Task statement ::
Reproduce verbatim every line below, from the line containing "Please mark the armored personnel" through the last line, both included.

Exercise inputs ::

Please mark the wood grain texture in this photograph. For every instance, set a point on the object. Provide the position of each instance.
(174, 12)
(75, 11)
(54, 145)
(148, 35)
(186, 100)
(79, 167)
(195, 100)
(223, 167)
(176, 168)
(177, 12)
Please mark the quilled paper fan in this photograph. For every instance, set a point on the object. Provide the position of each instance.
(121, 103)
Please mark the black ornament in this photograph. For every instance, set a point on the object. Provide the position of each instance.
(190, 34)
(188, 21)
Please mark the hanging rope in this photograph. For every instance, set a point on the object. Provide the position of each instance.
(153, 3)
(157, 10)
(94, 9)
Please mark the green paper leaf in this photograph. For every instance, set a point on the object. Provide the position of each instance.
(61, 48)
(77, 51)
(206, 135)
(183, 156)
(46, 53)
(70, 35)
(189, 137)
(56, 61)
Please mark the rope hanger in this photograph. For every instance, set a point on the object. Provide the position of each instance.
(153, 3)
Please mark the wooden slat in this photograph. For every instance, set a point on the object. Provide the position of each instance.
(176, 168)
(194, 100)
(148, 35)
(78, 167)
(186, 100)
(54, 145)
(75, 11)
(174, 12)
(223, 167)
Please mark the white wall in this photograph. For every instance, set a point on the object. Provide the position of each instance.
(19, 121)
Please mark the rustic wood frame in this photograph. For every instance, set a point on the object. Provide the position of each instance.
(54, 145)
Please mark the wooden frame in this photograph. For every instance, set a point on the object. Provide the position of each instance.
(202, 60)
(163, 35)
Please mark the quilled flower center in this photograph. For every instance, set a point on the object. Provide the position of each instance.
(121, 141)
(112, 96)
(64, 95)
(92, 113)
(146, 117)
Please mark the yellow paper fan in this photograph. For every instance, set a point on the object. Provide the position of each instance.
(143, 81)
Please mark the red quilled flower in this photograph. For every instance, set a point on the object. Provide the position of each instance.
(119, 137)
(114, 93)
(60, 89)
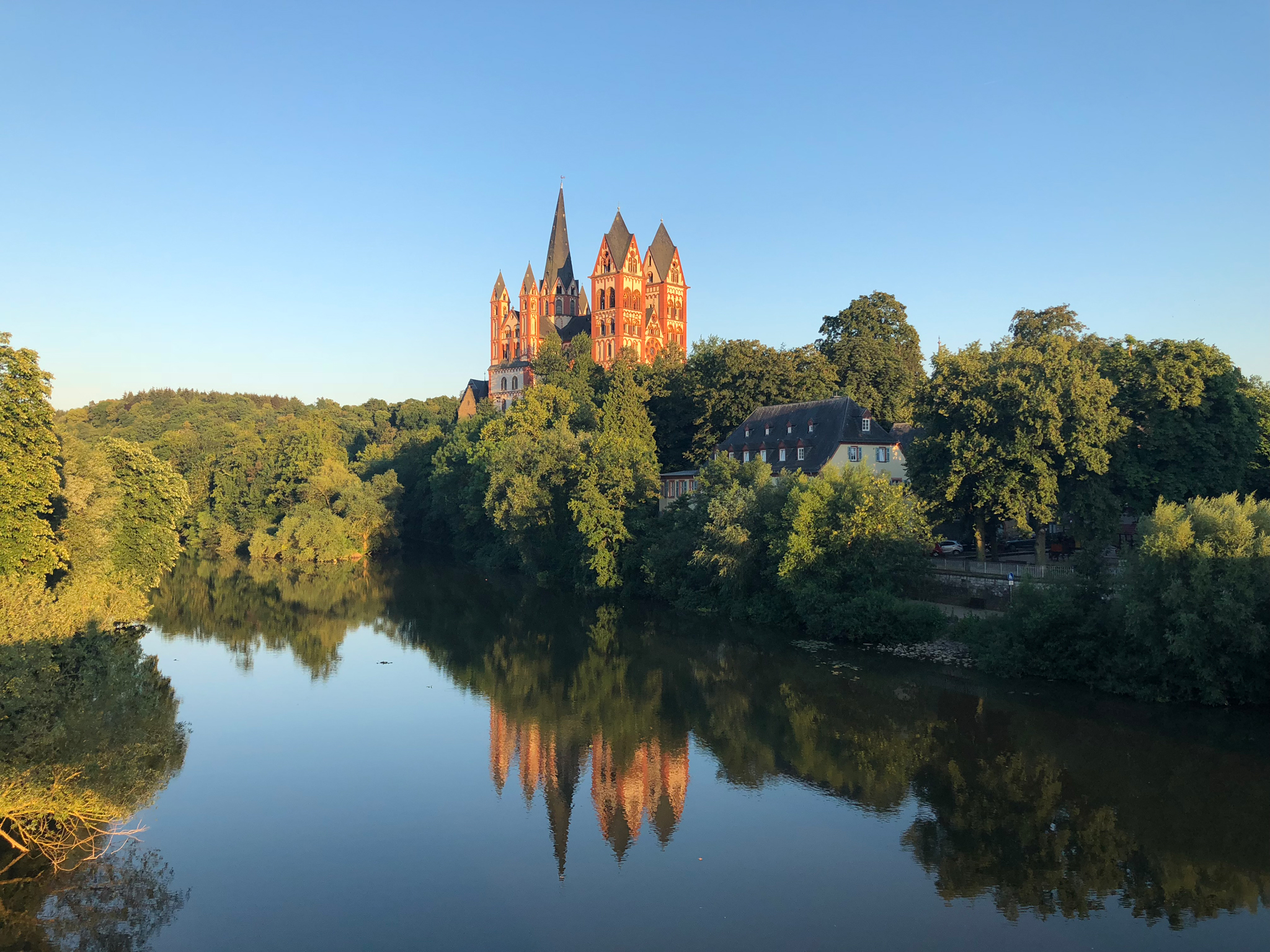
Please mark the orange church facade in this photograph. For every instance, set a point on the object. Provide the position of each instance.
(636, 302)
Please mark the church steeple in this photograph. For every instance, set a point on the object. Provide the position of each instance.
(559, 267)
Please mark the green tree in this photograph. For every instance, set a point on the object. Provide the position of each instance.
(29, 464)
(878, 356)
(150, 498)
(961, 464)
(620, 472)
(1258, 478)
(846, 546)
(1193, 421)
(1061, 414)
(671, 407)
(1013, 431)
(534, 466)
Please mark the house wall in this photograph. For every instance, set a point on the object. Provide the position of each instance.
(893, 470)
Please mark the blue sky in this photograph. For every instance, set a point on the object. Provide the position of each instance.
(314, 198)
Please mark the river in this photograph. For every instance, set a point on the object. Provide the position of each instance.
(419, 757)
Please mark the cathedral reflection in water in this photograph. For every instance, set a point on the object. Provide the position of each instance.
(649, 783)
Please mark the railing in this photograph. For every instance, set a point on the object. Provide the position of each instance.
(1001, 570)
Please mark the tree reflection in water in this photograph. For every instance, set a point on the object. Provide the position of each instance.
(1048, 810)
(246, 606)
(88, 738)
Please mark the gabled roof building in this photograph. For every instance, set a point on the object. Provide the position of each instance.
(810, 436)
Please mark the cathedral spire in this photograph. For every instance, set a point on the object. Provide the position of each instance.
(619, 240)
(559, 268)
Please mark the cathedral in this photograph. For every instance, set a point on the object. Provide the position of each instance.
(636, 301)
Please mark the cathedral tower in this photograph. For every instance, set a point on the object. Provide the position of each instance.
(666, 318)
(636, 304)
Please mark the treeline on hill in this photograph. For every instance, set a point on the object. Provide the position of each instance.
(1048, 425)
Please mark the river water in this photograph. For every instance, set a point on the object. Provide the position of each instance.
(419, 757)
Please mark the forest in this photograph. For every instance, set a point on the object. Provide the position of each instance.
(1048, 425)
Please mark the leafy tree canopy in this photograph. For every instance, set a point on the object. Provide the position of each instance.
(878, 356)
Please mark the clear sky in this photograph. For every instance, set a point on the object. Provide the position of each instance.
(314, 198)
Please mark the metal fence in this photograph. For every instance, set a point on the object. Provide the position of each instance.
(1001, 570)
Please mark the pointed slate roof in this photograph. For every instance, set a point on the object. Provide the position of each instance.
(619, 239)
(664, 252)
(559, 266)
(837, 420)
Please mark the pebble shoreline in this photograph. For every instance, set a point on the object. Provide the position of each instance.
(943, 651)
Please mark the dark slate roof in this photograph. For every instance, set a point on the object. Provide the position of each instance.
(559, 266)
(577, 324)
(664, 252)
(837, 420)
(619, 240)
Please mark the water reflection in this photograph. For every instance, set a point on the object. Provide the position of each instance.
(651, 785)
(88, 736)
(1057, 806)
(246, 606)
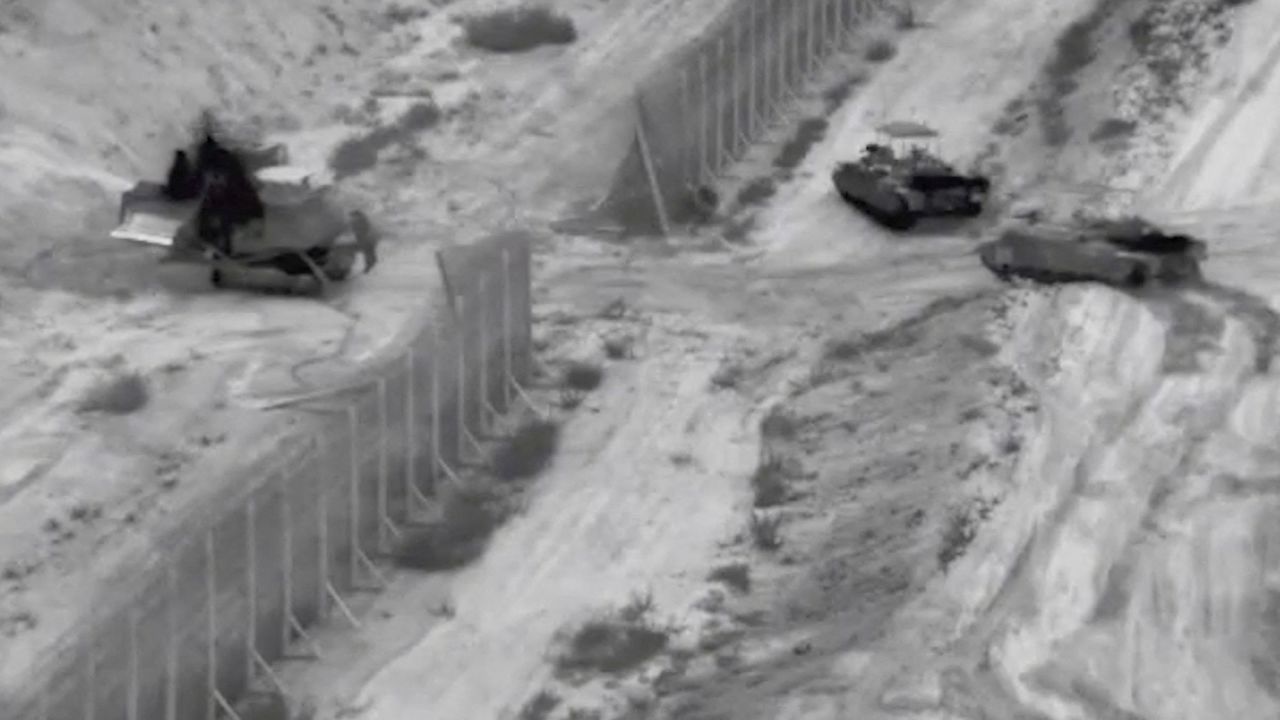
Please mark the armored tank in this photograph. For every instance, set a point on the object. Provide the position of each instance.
(897, 186)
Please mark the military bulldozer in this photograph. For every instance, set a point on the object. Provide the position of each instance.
(250, 217)
(1129, 253)
(897, 186)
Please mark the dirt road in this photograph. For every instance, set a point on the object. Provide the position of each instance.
(87, 499)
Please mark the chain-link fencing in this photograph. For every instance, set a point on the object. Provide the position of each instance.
(700, 112)
(297, 542)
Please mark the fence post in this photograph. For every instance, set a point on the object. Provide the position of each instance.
(461, 391)
(752, 72)
(782, 57)
(286, 563)
(210, 628)
(507, 373)
(703, 121)
(718, 163)
(411, 490)
(734, 85)
(384, 520)
(796, 48)
(133, 664)
(353, 506)
(170, 692)
(251, 588)
(435, 404)
(90, 677)
(483, 320)
(810, 36)
(686, 126)
(44, 701)
(841, 23)
(323, 541)
(659, 204)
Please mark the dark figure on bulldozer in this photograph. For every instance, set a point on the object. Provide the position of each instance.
(246, 212)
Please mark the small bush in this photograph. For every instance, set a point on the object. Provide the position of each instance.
(360, 153)
(757, 191)
(728, 374)
(528, 451)
(769, 483)
(272, 706)
(615, 643)
(467, 520)
(620, 346)
(780, 424)
(519, 30)
(583, 377)
(736, 577)
(906, 18)
(767, 531)
(540, 706)
(120, 395)
(881, 50)
(796, 149)
(955, 540)
(1112, 128)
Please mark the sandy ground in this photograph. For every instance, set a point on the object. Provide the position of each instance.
(1013, 502)
(1041, 502)
(86, 499)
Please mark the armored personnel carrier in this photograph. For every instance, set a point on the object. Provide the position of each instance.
(897, 186)
(1129, 253)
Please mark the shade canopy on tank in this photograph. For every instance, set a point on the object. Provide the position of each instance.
(903, 130)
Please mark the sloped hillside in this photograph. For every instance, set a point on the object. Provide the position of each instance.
(97, 94)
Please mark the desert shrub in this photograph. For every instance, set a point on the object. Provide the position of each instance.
(727, 374)
(778, 423)
(615, 642)
(401, 14)
(272, 706)
(528, 451)
(460, 536)
(540, 706)
(796, 149)
(120, 395)
(769, 483)
(881, 50)
(736, 577)
(519, 30)
(766, 531)
(620, 346)
(956, 537)
(583, 377)
(1112, 128)
(757, 191)
(360, 153)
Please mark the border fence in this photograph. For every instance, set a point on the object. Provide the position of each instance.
(298, 541)
(699, 114)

Result of this exercise ::
Please mark the armored personnel carrier in this photograph. For every instance, set a point on the object. Provide the position of each instance.
(897, 186)
(1129, 253)
Please mark the shade canopy on tank in this photograph. For every instance, set a point on the object. Provide the position of each instance.
(903, 130)
Please mark the sloped hillside in this photograph. For every instance, set a point on the object. Provide the position of each instance.
(97, 94)
Please mark the desert shrub in this photograph. For every instance, set a point on the object. Provide the position of each instance.
(727, 374)
(778, 423)
(615, 642)
(401, 14)
(272, 706)
(528, 451)
(460, 536)
(540, 706)
(796, 149)
(120, 395)
(769, 483)
(881, 50)
(736, 577)
(519, 30)
(766, 531)
(620, 346)
(956, 537)
(583, 377)
(1112, 128)
(757, 191)
(360, 153)
Please mark the border fence in this photograph. For every instance, set a point on the object. Provide the position of each instance.
(298, 541)
(699, 114)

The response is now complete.